● Selected passage:
A neurologist testifying for the daughters reported that O'Connor's brain damage would keep her from experiencing pain. If she did have pain in the process of starving to death, she could be given medication. However, the doctor admitted he could not be "medically certain" because he had never had a patient die under the same circumstances.

The New York Court of Appeals majority concluded that, although family and friends testified that Mary O'Connor "felt that nature should take its course and not use artificial means" and that it is "monstrous" to keep someone alive by "machinery," these expressions did not constitute clear and convincing evidence of her present desire to die. Also, she had never specifically discussed the issue of artificial nutrition and hydration. Nor had she ever expressed her wish to refuse artificial medical treatment should such refusal result in a painful death.

The court further noted that O'Connor's statements about refusing artificial treatments had generally been made in situations involving terminal illness, specifically cancer—her husband had died of cancer and so did two of her brothers, her stepmother, and a close friend. Judge Wachtler, speaking for the Court of Appeals majority, stressed that O'Connor was not terminally ill, was conscious, and could interact with others, albeit minimally. Her main problem was that she could not eat on her own, and her physician could help her with that. Writing for the majority, Judge Wachtler stated:

Every person has a right to life, and no one should be denied essential medical care unless the evidence clearly and convincingly shows that the patient intended to decline the treatment under some particular circumstances…. This is a demanding standard, the most rigorous burden of proof in civil cases. It is appropriate here because if an error occurs it should be made on the side of life.

● Tasks:
A - Repeat the passage on the O'Connor case word for word, starting at "Every person has" and ending at "side of life.".
B - State whether each statement agrees with the passage on the O'Connor case, answering yes or no and quoting the deciding words: (i) The neurologist was medically certain that O'Connor would feel no pain. (ii) O'Connor's husband died of cancer. (iii) Judge Wachtler called the required standard the most rigorous burden of proof in civil cases.
C - Resume the passage on the O'Connor case after its final sentence.
The listing is drawn from a source unrelated to the passage on the O'Connor case.

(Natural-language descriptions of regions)
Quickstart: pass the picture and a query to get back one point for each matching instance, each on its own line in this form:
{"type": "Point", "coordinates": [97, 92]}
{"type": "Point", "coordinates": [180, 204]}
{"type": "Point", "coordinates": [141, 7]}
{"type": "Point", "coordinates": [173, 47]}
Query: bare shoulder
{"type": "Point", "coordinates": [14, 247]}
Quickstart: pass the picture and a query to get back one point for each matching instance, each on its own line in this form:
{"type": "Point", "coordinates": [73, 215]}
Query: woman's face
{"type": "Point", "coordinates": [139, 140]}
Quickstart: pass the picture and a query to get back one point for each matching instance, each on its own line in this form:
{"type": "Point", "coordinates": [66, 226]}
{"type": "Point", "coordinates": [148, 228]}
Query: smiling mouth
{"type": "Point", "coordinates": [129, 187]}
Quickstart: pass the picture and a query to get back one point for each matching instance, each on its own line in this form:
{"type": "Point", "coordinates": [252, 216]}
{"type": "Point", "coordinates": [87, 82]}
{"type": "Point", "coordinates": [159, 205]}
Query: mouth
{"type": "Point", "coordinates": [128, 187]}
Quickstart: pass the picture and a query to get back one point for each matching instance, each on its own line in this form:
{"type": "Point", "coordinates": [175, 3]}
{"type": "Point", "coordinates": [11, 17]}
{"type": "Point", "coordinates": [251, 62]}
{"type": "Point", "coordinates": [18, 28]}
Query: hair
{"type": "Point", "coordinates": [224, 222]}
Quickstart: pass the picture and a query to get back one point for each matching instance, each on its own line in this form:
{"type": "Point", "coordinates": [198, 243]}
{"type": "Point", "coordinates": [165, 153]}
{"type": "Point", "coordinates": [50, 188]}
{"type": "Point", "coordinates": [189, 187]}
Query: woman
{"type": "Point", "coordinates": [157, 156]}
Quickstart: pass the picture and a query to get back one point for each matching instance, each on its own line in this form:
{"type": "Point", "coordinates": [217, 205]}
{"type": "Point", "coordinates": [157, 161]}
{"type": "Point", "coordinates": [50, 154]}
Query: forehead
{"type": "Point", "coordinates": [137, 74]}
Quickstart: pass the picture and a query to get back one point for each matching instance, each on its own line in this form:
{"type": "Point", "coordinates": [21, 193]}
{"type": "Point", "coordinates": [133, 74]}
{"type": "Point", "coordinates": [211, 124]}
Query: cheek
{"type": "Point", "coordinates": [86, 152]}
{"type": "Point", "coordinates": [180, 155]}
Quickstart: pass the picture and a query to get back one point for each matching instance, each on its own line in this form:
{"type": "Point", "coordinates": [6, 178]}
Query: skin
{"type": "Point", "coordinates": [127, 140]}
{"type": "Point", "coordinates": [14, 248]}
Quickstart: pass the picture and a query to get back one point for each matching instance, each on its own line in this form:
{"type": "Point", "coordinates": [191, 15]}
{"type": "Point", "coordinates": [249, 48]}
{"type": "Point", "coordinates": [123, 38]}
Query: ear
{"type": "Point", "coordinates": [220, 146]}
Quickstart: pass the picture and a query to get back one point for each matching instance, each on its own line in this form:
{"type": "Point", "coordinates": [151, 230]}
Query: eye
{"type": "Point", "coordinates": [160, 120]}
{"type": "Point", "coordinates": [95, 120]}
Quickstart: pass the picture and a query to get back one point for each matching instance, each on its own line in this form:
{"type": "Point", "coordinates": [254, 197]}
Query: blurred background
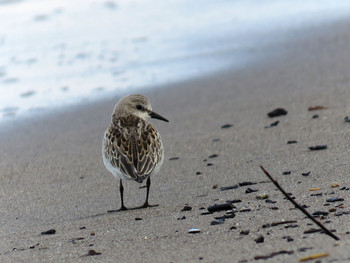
{"type": "Point", "coordinates": [56, 53]}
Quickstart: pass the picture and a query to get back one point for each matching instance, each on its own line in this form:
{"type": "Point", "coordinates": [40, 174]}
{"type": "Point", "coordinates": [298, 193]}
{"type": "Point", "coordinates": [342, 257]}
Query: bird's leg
{"type": "Point", "coordinates": [121, 190]}
{"type": "Point", "coordinates": [148, 184]}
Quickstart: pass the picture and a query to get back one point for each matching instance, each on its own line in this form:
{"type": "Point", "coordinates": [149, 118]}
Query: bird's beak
{"type": "Point", "coordinates": [155, 115]}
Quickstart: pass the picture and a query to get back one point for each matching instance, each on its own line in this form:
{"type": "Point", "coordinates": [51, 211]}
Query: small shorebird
{"type": "Point", "coordinates": [132, 148]}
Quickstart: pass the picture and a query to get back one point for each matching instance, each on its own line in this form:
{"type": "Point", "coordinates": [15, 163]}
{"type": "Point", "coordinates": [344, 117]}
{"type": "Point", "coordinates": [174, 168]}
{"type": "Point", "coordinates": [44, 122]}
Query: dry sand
{"type": "Point", "coordinates": [52, 175]}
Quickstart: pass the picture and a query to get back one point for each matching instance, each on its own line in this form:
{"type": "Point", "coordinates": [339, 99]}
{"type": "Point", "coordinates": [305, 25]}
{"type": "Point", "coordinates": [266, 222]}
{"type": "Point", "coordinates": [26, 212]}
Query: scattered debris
{"type": "Point", "coordinates": [317, 107]}
{"type": "Point", "coordinates": [334, 185]}
{"type": "Point", "coordinates": [244, 232]}
{"type": "Point", "coordinates": [274, 124]}
{"type": "Point", "coordinates": [277, 112]}
{"type": "Point", "coordinates": [49, 232]}
{"type": "Point", "coordinates": [249, 190]}
{"type": "Point", "coordinates": [282, 252]}
{"type": "Point", "coordinates": [314, 256]}
{"type": "Point", "coordinates": [301, 208]}
{"type": "Point", "coordinates": [92, 252]}
{"type": "Point", "coordinates": [194, 231]}
{"type": "Point", "coordinates": [225, 188]}
{"type": "Point", "coordinates": [246, 183]}
{"type": "Point", "coordinates": [260, 239]}
{"type": "Point", "coordinates": [318, 147]}
{"type": "Point", "coordinates": [186, 208]}
{"type": "Point", "coordinates": [220, 207]}
{"type": "Point", "coordinates": [262, 196]}
{"type": "Point", "coordinates": [314, 189]}
{"type": "Point", "coordinates": [336, 199]}
{"type": "Point", "coordinates": [225, 126]}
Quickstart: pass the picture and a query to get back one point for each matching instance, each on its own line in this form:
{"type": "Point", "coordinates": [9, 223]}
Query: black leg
{"type": "Point", "coordinates": [121, 190]}
{"type": "Point", "coordinates": [148, 184]}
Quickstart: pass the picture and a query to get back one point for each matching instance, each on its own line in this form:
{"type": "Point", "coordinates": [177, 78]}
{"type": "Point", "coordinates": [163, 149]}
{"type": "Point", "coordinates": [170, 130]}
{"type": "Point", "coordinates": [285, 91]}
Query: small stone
{"type": "Point", "coordinates": [194, 231]}
{"type": "Point", "coordinates": [246, 183]}
{"type": "Point", "coordinates": [306, 174]}
{"type": "Point", "coordinates": [49, 232]}
{"type": "Point", "coordinates": [277, 112]}
{"type": "Point", "coordinates": [249, 190]}
{"type": "Point", "coordinates": [336, 199]}
{"type": "Point", "coordinates": [244, 232]}
{"type": "Point", "coordinates": [186, 208]}
{"type": "Point", "coordinates": [274, 124]}
{"type": "Point", "coordinates": [318, 147]}
{"type": "Point", "coordinates": [334, 185]}
{"type": "Point", "coordinates": [260, 239]}
{"type": "Point", "coordinates": [225, 126]}
{"type": "Point", "coordinates": [262, 196]}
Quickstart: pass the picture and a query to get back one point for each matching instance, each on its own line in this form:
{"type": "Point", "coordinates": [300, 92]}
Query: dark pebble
{"type": "Point", "coordinates": [225, 126]}
{"type": "Point", "coordinates": [274, 254]}
{"type": "Point", "coordinates": [244, 232]}
{"type": "Point", "coordinates": [93, 253]}
{"type": "Point", "coordinates": [186, 208]}
{"type": "Point", "coordinates": [249, 190]}
{"type": "Point", "coordinates": [336, 199]}
{"type": "Point", "coordinates": [306, 174]}
{"type": "Point", "coordinates": [220, 207]}
{"type": "Point", "coordinates": [217, 222]}
{"type": "Point", "coordinates": [225, 188]}
{"type": "Point", "coordinates": [318, 147]}
{"type": "Point", "coordinates": [49, 232]}
{"type": "Point", "coordinates": [246, 183]}
{"type": "Point", "coordinates": [291, 226]}
{"type": "Point", "coordinates": [274, 124]}
{"type": "Point", "coordinates": [312, 230]}
{"type": "Point", "coordinates": [277, 112]}
{"type": "Point", "coordinates": [320, 213]}
{"type": "Point", "coordinates": [260, 239]}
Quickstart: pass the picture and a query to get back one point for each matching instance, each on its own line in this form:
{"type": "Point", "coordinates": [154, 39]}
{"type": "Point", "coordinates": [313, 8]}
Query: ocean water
{"type": "Point", "coordinates": [55, 53]}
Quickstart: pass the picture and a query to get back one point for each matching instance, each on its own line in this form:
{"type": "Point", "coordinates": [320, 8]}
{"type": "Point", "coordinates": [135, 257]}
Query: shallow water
{"type": "Point", "coordinates": [59, 52]}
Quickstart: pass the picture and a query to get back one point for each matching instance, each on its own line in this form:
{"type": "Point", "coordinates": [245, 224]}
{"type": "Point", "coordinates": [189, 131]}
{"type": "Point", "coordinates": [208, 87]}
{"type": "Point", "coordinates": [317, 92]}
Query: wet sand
{"type": "Point", "coordinates": [52, 175]}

● Responses by task:
A -
Every person has a right to life, and no one should be denied essential medical care unless the evidence clearly and convincingly shows that the patient intended to decline the treatment under some particular circumstances…. This is a demanding standard, the most rigorous burden of proof in civil cases. It is appropriate here because if an error occurs it should be made on the side of life.

B -
(i) No: "the doctor admitted he could not be "medically certain" because he had never had a patient die under the same circumstances."
(ii) Yes: "her husband had died of cancer"
(iii) Yes: "This is a demanding standard, the most rigorous burden of proof in civil cases."

C -
THIS IS TOO RESTRICTIVE

New York Court of Appeals' Judge Simons differed from the majority in his opinion of O'Connor's condition. O'Connor's "conversations" were actually limited to saying her name and the words okay, all right, and yes. Neither the hospital doctor nor the neurologist who testified for her daughters could say for sure that she understood their questions. The court majority mentioned the patient's squeezing her doctor's hand in response to some questions, but failed to add that she did not respond to most questions.

While it was true the patient was not terminally ill, her severe mental and physical injuries—should nature take its course—would result in her death. Judge Simons believed the artificial feeding would not cure or improve her deteriorating condition.

The Court of Appeals' Judge Wachtler had noted that O'Connor talked about refusing artificial treatment in the aftermath of the deaths of loved ones from cancer. He claimed this had no bearing on her present condition, which was not terminal. Judge Simons pointed out that O'Connor had worked for twenty years in a hospital emergency room and pathology laboratory. She was no casual observer of death, and her "remarks" about not wanting artificial treatment for herself carried a lot of weight. Her expressed wishes to her daughters, who were nurses and coworkers in the same hospital, could not be considered "casual," as the majority observed. Judge Simons stated:

Until today, under New York law, decisions concerning medical treatment remained the right of the patient. Today's opinion narrowly circumscribes our rule to a degree that makes it all but useless. Few, if any, patients can meet the demanding standard the majority has adopted….

The majority, disguising its action as an application of the rule on self-determination, has made its own substituted judgment by improperly finding facts and drawing inferences contrary to the facts found by the courts below. Judges, the persons least qualified by training, experience, or affinity to reject the patient's instructions, have overridden Mrs. O'Connor's wishes, negated her long-held values on life and death, and imposed on her and her family their ideas of what her best interests require.